▶ [WORK TO BE COMPLETED]: Say whether each statement below agrees with the comment thread. Answer yes or no, and quote the words of the thread that decide it. (a) William Gruff says he once translated a thousand lines of Beowulf. (b) Elby the Beserk shares William Gruff's view of Keats. (c) The Lakelander says the sabbatical has sharpened Idle's wit.

▶ [DOCUMENT TEXT]:
- - -

The Lakelander said...

Wonderful prose, Idle.

Your sabbatical has clearly served to sharpen your wit!

Elby the Beserk said...

Glorious Keats! Had Ode To Autumn and Ode On A Grecian Urn pat by the age of 12; sadly now, it is just the odd line, such as

"Oh for a beaker full of the warm South, Full of the true, the blushful Hippocrene!"

An early fan of Penfold's Grange, the boy Keats, I assume.

Welcome back Idle, hope your return to work not too traumatic, and that it won't keep you from the folks in Redlynch, and another chance to meet up, for too long.

William Gruff said...

Can't abide Keats.

For some odd reason the only poetry I've ever been impressed by is that of the metaphysical poets, the war poets and the anonymous 'authors' of Old English alliterative verse.

I translated a thousand lines of Beowulf once, and hope one day to translate the other two thousand. That's a poem, and Keats and his ilk merely piss in the shadows. The Battle of Maldon is another work that puts the limp wristed offerings of Victorian parlour pansies, and those who wished to ape them, in the shade.

Elby the Beserk said...

Gruff

Donne truly wondrous. His sermons also. Beowulf very fine, and I have a deep love of Sir Gawayn as well, not least as it was my love of that that, I believe, clinched my entrance to Oxford to productively waste three years on drugs and rock 'n roll (with very little sex!)

I disagree on Keats, though he is not a big hitter, I grant. Wordsworth in smatters moves - the Preludes, and some of the ballads, Coleridge has his moments - Frosty At Midnight never fails to move me, but I delight in Keats in as en example of the highly-wrought.

Room for them all, dear boy, room for them all; but Donne, and yes, others of his kin - George Herbert - now they are truly fine.

rvi said...

Brilliant!

- - -

▶ [EXTRACTED MATERIAL]:

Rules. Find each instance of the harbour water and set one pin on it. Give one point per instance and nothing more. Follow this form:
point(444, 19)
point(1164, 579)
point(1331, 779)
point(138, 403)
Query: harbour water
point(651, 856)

- - -

▶ [SOLUTION]:
(a) Yes: "I translated a thousand lines of Beowulf once"
(b) No: "I disagree on Keats"
(c) Yes: "Your sabbatical has clearly served to sharpen your wit!"